#### Selected passage

+-------+

An attempt is made to automate the process of assigning a 
credibility score to a web-based document. Presently the 
prototype of the tool developed is restricted to only four criteria 
- type of website, date of update, sentiment analysis and a 
pre-defined Google page rank. Also a separate module for 
checking "link integrity" of a website is developed. To obtain 
empirical validity of the tool, a pilot study is conducted which 
collects credibility scoring for a set of websites by human 
judges. The correlation between the scores given by human 
judges and the scores obtained by the tool developed is low. 
The possible reasons for the low correlation are firstly, the 
tool is restricted to only four criteria, and secondly, subjects 
themselves had no agreement. Apparently they judged the 
website on different criteria, and not weighted overall. Further 
enhancements to the work done in this paper can be of great 
use to a novice user, who wishes to search a reliable web- 
based document on any specific topic. This can be done by 
including all criteria (discussed in this paper) for calculating 
the credibility score of a website. 

Index Terms — credibility score; source evaluation; 
automation; web-based multiple documents 

I. Introduction 

A. Need for Source Evaluation of web-based Documents 

The number of web-based documents available for a given 
subject is tremendous. So it becomes necessary to evaluate the 
sources of these documents in order to choose the most 
appropriate documents. Studies conducted by Metzger et al.

+-------+

#### Your tasks
- A) In the passage on web document credibility scoring, which four criteria is the prototype tool limited to?
- B) In the passage on web document credibility scoring, rewrite the section starting at "The number of" and ending at "Metzger et al.", substituting "enormous" for "tremendous".
- C) Extend the passage on automated credibility scoring of web-based documents by continuing it from its final sentence.

+-------+

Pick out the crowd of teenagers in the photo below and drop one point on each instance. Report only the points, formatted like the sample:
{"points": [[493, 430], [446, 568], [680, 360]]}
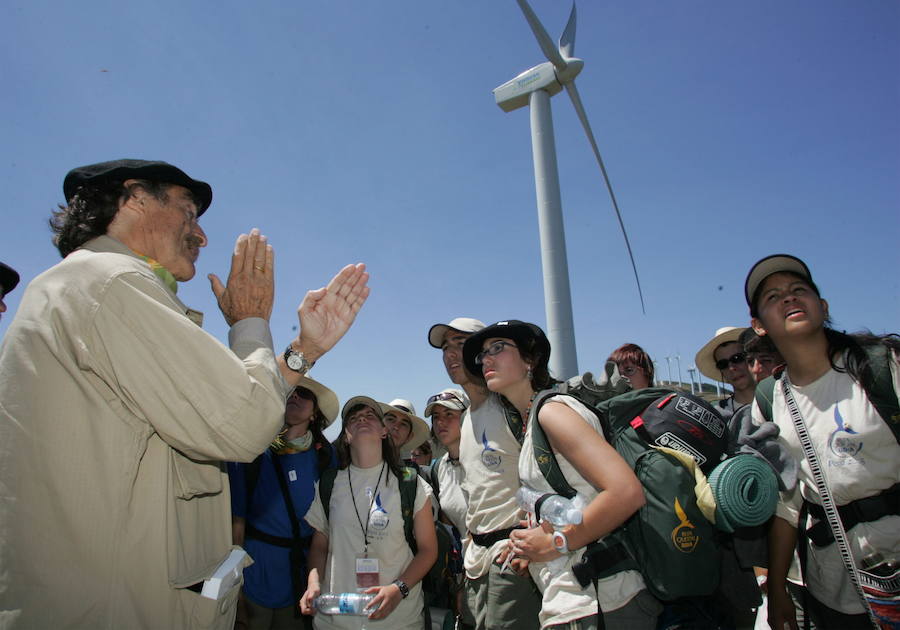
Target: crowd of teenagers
{"points": [[118, 415], [469, 490]]}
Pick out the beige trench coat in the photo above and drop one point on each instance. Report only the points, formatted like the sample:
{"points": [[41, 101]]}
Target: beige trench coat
{"points": [[116, 411]]}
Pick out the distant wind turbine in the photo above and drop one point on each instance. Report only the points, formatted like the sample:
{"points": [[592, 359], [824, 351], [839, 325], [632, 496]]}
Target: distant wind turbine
{"points": [[534, 87]]}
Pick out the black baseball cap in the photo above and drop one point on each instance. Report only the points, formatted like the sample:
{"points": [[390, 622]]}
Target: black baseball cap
{"points": [[154, 171], [518, 331]]}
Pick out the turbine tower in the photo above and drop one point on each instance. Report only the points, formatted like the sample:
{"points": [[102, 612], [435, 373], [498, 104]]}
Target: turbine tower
{"points": [[534, 87]]}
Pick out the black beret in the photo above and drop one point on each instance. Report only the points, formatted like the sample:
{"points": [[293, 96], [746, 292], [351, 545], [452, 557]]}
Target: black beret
{"points": [[137, 169], [9, 278]]}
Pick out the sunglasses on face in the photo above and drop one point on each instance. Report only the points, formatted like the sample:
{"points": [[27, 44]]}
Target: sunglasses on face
{"points": [[493, 350], [444, 396], [735, 359], [359, 417], [391, 419], [302, 392], [762, 359]]}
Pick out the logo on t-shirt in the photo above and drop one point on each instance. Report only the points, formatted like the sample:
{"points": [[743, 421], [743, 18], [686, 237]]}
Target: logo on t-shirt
{"points": [[379, 518], [844, 444], [489, 455]]}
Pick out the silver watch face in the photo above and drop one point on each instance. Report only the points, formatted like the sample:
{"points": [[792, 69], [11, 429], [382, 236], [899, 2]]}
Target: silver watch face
{"points": [[297, 362]]}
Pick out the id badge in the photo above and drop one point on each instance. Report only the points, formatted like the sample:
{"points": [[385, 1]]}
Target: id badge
{"points": [[367, 572]]}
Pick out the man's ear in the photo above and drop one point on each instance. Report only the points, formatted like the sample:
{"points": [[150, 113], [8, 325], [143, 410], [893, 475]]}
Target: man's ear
{"points": [[757, 326]]}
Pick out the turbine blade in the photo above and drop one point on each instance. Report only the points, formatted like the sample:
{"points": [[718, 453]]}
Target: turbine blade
{"points": [[544, 40], [579, 109], [567, 41]]}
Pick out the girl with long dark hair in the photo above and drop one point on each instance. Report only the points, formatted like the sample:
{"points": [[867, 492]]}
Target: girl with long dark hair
{"points": [[830, 376], [360, 544], [512, 357]]}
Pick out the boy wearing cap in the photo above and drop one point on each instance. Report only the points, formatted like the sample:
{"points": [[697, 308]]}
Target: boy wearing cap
{"points": [[118, 409], [406, 429], [723, 359], [489, 454]]}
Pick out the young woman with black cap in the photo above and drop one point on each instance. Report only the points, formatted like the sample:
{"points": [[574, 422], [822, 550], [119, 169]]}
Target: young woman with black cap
{"points": [[830, 376], [359, 542], [512, 357]]}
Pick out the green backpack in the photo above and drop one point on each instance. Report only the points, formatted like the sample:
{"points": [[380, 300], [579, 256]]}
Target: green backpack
{"points": [[437, 576], [668, 540]]}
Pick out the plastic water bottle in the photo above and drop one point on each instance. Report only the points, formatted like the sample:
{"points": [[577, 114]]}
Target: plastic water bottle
{"points": [[558, 511], [344, 603]]}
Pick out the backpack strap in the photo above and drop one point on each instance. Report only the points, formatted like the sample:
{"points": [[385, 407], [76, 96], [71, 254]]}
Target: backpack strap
{"points": [[882, 394], [543, 452], [765, 392], [514, 421], [434, 478], [408, 486], [326, 485], [251, 478]]}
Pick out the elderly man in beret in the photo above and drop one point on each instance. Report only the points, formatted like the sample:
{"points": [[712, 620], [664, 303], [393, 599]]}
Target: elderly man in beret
{"points": [[118, 409], [9, 278]]}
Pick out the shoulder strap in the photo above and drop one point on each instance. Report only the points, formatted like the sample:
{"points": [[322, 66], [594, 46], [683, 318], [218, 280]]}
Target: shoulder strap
{"points": [[326, 485], [765, 392], [286, 493], [251, 478], [434, 477], [543, 452], [324, 454], [408, 486], [882, 394], [513, 421]]}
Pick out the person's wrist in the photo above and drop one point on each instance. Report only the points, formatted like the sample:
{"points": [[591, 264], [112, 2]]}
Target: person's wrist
{"points": [[309, 350]]}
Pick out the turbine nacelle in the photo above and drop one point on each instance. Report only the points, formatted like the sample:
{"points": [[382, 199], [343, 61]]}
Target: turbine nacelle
{"points": [[515, 93]]}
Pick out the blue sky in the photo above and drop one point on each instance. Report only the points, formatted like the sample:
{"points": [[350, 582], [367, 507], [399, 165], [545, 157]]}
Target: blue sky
{"points": [[367, 131]]}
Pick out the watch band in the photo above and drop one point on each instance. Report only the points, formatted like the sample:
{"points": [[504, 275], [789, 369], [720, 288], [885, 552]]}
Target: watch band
{"points": [[404, 588], [560, 542], [296, 361]]}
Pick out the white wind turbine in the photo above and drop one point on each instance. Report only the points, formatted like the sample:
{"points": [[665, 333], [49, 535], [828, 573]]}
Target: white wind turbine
{"points": [[534, 87]]}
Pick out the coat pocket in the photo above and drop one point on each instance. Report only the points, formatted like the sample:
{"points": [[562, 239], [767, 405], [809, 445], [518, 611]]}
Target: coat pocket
{"points": [[193, 478]]}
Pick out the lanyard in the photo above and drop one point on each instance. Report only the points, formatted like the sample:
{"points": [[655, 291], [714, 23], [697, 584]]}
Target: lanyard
{"points": [[365, 529]]}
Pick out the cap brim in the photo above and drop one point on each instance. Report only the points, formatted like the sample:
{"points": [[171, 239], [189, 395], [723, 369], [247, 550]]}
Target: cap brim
{"points": [[705, 359], [361, 400], [420, 429], [769, 265], [137, 169], [326, 399]]}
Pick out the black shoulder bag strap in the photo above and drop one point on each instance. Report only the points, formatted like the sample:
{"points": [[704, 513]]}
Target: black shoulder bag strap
{"points": [[297, 551], [831, 512]]}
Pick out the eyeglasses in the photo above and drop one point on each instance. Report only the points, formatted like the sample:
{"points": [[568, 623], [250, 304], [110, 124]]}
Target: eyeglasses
{"points": [[735, 359], [493, 350], [444, 396]]}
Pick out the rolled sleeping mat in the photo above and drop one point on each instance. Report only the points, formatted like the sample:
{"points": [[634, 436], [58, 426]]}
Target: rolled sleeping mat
{"points": [[746, 492]]}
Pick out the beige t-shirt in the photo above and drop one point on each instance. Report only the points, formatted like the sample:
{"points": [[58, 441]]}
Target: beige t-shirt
{"points": [[564, 599], [489, 453], [860, 458], [451, 476], [387, 542]]}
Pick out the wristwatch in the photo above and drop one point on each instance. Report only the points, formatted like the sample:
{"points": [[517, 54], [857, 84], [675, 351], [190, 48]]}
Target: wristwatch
{"points": [[296, 361], [560, 542], [404, 589]]}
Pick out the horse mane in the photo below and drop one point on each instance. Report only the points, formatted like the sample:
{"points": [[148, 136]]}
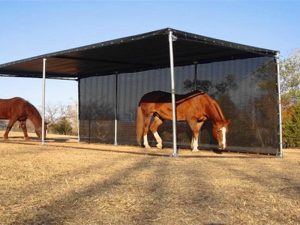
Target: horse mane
{"points": [[185, 97]]}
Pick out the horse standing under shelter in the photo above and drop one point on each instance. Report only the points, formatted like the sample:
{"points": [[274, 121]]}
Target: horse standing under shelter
{"points": [[18, 109], [195, 108]]}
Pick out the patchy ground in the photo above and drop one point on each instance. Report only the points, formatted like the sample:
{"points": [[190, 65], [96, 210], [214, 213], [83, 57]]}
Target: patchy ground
{"points": [[71, 183]]}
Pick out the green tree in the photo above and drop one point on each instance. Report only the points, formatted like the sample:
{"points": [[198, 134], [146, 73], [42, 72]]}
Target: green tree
{"points": [[290, 80], [290, 95], [291, 127]]}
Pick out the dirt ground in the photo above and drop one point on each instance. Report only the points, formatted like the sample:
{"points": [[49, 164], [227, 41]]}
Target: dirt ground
{"points": [[64, 182]]}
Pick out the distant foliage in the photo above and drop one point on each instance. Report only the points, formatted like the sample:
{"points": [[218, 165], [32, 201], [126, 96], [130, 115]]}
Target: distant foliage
{"points": [[290, 95]]}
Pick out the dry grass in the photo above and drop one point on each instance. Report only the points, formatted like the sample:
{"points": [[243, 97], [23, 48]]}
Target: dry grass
{"points": [[72, 183]]}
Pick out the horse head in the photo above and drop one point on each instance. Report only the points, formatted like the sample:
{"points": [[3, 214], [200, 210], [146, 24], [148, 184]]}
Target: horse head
{"points": [[219, 132]]}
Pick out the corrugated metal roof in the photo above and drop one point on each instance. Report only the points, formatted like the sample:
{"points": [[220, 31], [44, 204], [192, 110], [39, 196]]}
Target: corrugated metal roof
{"points": [[131, 54]]}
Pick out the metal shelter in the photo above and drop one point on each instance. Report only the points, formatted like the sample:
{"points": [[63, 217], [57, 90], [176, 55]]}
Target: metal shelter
{"points": [[153, 51]]}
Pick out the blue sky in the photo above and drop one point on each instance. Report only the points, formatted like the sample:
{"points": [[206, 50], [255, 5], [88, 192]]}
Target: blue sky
{"points": [[30, 28]]}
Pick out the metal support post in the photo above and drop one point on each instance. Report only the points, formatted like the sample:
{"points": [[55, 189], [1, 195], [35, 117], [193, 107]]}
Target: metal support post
{"points": [[173, 93], [78, 109], [280, 153], [116, 112], [43, 100]]}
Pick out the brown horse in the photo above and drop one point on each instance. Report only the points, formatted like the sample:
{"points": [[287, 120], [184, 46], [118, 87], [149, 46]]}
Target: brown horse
{"points": [[195, 108], [18, 109]]}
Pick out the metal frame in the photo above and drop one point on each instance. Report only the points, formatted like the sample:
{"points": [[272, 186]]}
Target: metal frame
{"points": [[171, 37], [280, 153]]}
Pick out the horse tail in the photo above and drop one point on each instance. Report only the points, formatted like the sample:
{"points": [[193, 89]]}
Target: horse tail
{"points": [[139, 124]]}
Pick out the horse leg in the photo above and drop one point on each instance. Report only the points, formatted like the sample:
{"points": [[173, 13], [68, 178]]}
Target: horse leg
{"points": [[24, 128], [195, 127], [8, 128], [154, 127], [147, 120]]}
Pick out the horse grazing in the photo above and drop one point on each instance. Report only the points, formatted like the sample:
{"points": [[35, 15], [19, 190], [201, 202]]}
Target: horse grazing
{"points": [[18, 109], [195, 108]]}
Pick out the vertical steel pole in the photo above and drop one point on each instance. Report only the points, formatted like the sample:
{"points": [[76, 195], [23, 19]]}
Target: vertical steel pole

+-------+

#### Expected responses
- A) Type of website, date of update, sentiment analysis, and a pre-defined Google page rank.

- B)
The number of web-based documents available for a given 
subject is enormous. So it becomes necessary to evaluate the 
sources of these documents in order to choose the most 
appropriate documents. Studies conducted by Metzger et al.

- C)
[1] indicate that particularly college students rely heavily on 
the web for both general and academic information, but verify 
the information very rarely. Another study by Walraven et al. 
[2] also indicates that students do not frequently explicitly 
evaluate 'sources' and 'information' with respect to a web-based 
document. Empirical psychological research shows that 
adequately evaluating the credibility of sources is important: 
students who do this well or assess reliability and use source 
characteristics achieve better comprehension of the content 
[3]. Research by Amin et al. [4] demonstrates that providing a 
novice user with credibility scores of web-pages boosts the 
confidence level in the selection of information, though it 
does not make search more efficient. Case studies by [5] 
emphasize on critical analysis of internet and scholarly sources 
by undergraduates, as they are unable to discriminate between 
credible and non-credible sources.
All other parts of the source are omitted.